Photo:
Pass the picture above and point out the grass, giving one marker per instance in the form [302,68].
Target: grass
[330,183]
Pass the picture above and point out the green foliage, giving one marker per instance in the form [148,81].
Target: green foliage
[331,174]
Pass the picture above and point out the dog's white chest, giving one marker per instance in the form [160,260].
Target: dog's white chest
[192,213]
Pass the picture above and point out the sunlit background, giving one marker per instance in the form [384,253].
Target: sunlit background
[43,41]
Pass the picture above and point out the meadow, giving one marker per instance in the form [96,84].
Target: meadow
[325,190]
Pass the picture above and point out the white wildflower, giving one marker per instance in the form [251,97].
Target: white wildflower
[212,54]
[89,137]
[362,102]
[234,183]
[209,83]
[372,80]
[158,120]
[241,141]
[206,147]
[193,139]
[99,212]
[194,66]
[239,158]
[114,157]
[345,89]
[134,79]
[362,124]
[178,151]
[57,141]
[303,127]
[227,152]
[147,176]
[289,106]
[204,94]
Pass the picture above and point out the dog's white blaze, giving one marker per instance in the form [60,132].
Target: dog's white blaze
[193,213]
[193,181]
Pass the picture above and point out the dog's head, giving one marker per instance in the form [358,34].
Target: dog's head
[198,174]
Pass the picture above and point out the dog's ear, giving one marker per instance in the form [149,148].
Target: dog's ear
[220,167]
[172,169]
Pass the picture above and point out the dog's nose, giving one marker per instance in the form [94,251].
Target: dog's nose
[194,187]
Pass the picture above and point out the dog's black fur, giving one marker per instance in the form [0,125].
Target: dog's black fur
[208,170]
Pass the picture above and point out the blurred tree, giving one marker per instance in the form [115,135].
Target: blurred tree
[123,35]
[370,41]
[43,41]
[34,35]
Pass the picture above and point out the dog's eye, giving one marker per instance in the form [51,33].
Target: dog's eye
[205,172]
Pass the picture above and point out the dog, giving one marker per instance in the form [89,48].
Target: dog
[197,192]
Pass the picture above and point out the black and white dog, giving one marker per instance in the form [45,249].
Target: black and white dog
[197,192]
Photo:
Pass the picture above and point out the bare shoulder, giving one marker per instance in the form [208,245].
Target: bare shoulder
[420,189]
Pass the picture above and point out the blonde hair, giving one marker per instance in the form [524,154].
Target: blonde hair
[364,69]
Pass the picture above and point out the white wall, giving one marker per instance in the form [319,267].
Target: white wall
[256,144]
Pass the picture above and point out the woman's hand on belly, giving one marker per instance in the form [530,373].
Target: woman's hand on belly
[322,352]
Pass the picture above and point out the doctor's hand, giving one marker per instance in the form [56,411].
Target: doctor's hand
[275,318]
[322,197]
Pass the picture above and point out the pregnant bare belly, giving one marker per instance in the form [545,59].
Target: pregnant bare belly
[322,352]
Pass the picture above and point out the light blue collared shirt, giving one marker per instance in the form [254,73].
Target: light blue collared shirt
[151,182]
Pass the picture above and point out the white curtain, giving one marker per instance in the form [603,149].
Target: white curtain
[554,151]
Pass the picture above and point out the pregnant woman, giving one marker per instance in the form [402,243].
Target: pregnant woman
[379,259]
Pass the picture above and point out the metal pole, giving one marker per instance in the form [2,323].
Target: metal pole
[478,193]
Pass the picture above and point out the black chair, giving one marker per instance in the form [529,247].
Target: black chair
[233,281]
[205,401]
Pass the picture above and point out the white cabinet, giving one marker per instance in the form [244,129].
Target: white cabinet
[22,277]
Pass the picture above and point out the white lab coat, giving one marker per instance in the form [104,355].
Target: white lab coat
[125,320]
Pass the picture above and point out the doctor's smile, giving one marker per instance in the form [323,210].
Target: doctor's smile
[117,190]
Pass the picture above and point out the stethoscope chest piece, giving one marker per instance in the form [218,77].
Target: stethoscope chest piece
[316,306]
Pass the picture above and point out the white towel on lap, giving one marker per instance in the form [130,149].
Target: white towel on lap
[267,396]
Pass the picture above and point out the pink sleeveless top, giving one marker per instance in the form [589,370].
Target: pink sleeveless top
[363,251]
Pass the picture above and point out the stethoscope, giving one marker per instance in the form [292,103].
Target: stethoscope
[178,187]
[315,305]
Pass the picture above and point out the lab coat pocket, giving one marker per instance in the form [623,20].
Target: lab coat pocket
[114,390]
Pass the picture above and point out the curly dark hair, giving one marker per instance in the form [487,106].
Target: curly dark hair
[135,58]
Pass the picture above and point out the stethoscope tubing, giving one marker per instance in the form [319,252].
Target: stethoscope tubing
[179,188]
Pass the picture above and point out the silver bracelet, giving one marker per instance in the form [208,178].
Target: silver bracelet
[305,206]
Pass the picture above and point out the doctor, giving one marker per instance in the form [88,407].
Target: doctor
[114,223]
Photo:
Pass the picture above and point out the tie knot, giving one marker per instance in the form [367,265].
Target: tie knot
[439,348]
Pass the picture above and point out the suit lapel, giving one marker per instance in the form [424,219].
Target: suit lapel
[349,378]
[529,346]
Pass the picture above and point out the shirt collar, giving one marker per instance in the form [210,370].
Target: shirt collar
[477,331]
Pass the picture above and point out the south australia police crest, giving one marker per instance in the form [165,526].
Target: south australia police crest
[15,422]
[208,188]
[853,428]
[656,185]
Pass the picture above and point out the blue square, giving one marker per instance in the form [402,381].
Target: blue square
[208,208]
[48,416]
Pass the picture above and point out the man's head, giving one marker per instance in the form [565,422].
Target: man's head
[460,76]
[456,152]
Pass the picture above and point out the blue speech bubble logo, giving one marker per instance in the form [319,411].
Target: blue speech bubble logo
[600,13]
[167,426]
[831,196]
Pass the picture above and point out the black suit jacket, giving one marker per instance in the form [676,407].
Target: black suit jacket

☆ ☆ ☆ ☆ ☆

*Problem description*.
Please output the entire listing exactly as it stands.

*Solution to this exercise*.
Photo:
Pass the picture above and point out the grass, giving one marker per instance in the form [302,68].
Target: grass
[330,183]
Pass the picture above and point out the green foliage, giving one marker per instance in the form [148,81].
Target: green foliage
[331,174]
Pass the picture above and point out the dog's white chest, giving one marker per instance in the form [160,260].
Target: dog's white chest
[192,213]
Pass the picture above and point out the sunlit background, giving one marker per instance in the form [384,253].
Target: sunlit background
[43,41]
Pass the picture above and point out the meadow, giving one marker per instance in the form [96,84].
Target: meadow
[325,190]
Pass the picture above and point out the white wildflower, giving one marker per instance in the form [251,97].
Target: white wildflower
[212,54]
[89,137]
[362,102]
[234,183]
[209,83]
[372,80]
[158,120]
[241,141]
[206,147]
[193,139]
[99,212]
[194,66]
[239,158]
[114,157]
[345,89]
[134,79]
[362,124]
[178,151]
[57,141]
[303,127]
[227,152]
[147,176]
[289,106]
[204,94]
Pass the picture above and point out the dog's white blaze, giving one marker per instance in the form [60,132].
Target: dog's white blaze
[193,213]
[193,181]
Pass the picture above and point out the dog's head, giving one marker per instance in the form [358,34].
Target: dog's head
[198,174]
Pass the picture above and point out the dog's ear, giving one marker per instance in the form [149,148].
Target: dog's ear
[220,167]
[172,169]
Pass the picture above and point out the dog's nose, giving one marker per instance in the form [94,251].
Target: dog's nose
[194,187]
Pass the picture above and point out the dog's black fur, giving one marker per instance in the form [0,125].
Target: dog's black fur
[208,170]
Pass the picture above and point out the blurred tree, giving one marker per instance in the form [115,135].
Target: blurred tree
[123,35]
[370,41]
[43,41]
[34,35]
Pass the picture above and point out the dog's eye, giving one marker per instance in the form [51,33].
Target: dog's eye
[205,172]
Pass the picture above and point out the dog, giving one marker per instance in the form [89,48].
Target: dog
[197,192]
Pass the picture above and point out the black and white dog, giving one marker per instance in the form [45,249].
Target: black and white dog
[197,192]
Photo:
Pass the picture above and point out the bare shoulder, giving one marker per instance in the form [208,245].
Target: bare shoulder
[420,189]
Pass the picture above and point out the blonde hair, giving one marker per instance in the form [524,154].
Target: blonde hair
[364,69]
Pass the picture above and point out the white wall, giving one marker per instance in the form [319,267].
Target: white wall
[256,144]
Pass the picture above and point out the woman's hand on belly, giving one marker per instance in the form [530,373].
Target: woman's hand on belly
[322,352]
Pass the picture above and point out the doctor's hand, giving one marker per instance in the form [56,411].
Target: doctor's hand
[275,318]
[322,197]
Pass the picture above and point out the pregnant bare belly, giving one marker per instance in the form [545,59].
Target: pregnant bare belly
[322,352]
Pass the picture above and point out the light blue collared shirt, giving one marker per instance in the form [254,73].
Target: light blue collared shirt
[151,182]
Pass the picture above and point out the white curtain, giving one marker per instance in the form [603,149].
Target: white curtain
[554,151]
Pass the picture above and point out the pregnant woman, giving one marker per instance in the form [402,243].
Target: pregnant woman
[379,259]
Pass the picture above and point out the metal pole, giving one marker per instance in the form [2,323].
Target: metal pole
[478,193]
Pass the picture above and point out the black chair, giving one marker per instance in the form [529,247].
Target: black chair
[233,281]
[205,401]
Pass the picture above and point out the white cabinet, giving one marker per instance in the form [244,129].
Target: white cabinet
[22,277]
Pass the picture above and point out the white lab coat, giving one marker per instance in the form [104,355].
Target: white lab coat
[125,320]
Pass the picture above and point out the doctor's smile, giving one marker per instance in the form [323,210].
Target: doctor's smile
[117,190]
Pass the picture above and point out the stethoscope chest piece, giving one marker per instance in the form [218,77].
Target: stethoscope chest piece
[316,306]
Pass the picture above and point out the white towel on lap, giving one marker per instance in the form [130,149].
Target: white towel on lap
[267,396]
Pass the picture above and point out the pink sleeveless top, giving one marker per instance in the form [589,370].
Target: pink sleeveless top
[363,251]
Pass the picture above and point out the stethoscope, giving one marker per instance in the form [292,103].
Target: stethoscope
[178,187]
[315,305]
Pass the picture above and point out the lab coat pocket, giving one marker per instance in the form [623,20].
Target: lab coat pocket
[114,390]
Pass the picture above and point out the curly dark hair, giving one marker per instance in the form [487,106].
Target: curly dark hair
[135,58]
Pass the picture above and point out the stethoscope tubing, giving one marker per instance in the form [319,252].
Target: stethoscope tubing
[179,188]
Pass the picture above and point out the silver bracelet, giving one marker per instance in the form [208,178].
Target: silver bracelet
[305,206]
Pass the picture above and point out the doctor, giving one marker per instance in the form [88,407].
Target: doctor
[114,223]
Photo:
Pass the picture above and point out the tie knot, giving one marker per instance in the form [367,265].
Target: tie knot
[439,348]
Pass the picture above and point out the suit lapel, giving one marker per instance in the form [424,219].
Target: suit lapel
[349,378]
[529,346]
Pass the picture above and point out the shirt collar, giving one marker per instance in the form [210,370].
Target: shirt collar
[477,331]
Pass the picture above and point out the south australia police crest, giving one marker per instance in the form [165,526].
Target: south australia police crest
[15,422]
[208,188]
[853,428]
[656,185]
Pass the picture above and point out the blue square, giving one marker per instance in the form [402,381].
Target: blue square
[208,208]
[48,416]
Pass the picture above and point out the man's head, giving one marker per instance in the form [565,422].
Target: man's head
[460,76]
[456,152]
Pass the picture above and point out the blue speech bubble logo, giving one marker per instance in the form [319,411].
Target: blue speech bubble logo
[600,13]
[167,426]
[831,196]
Pass the picture above and point out the black suit jacket, giving one marker per instance in the form [676,407].
Target: black suit jacket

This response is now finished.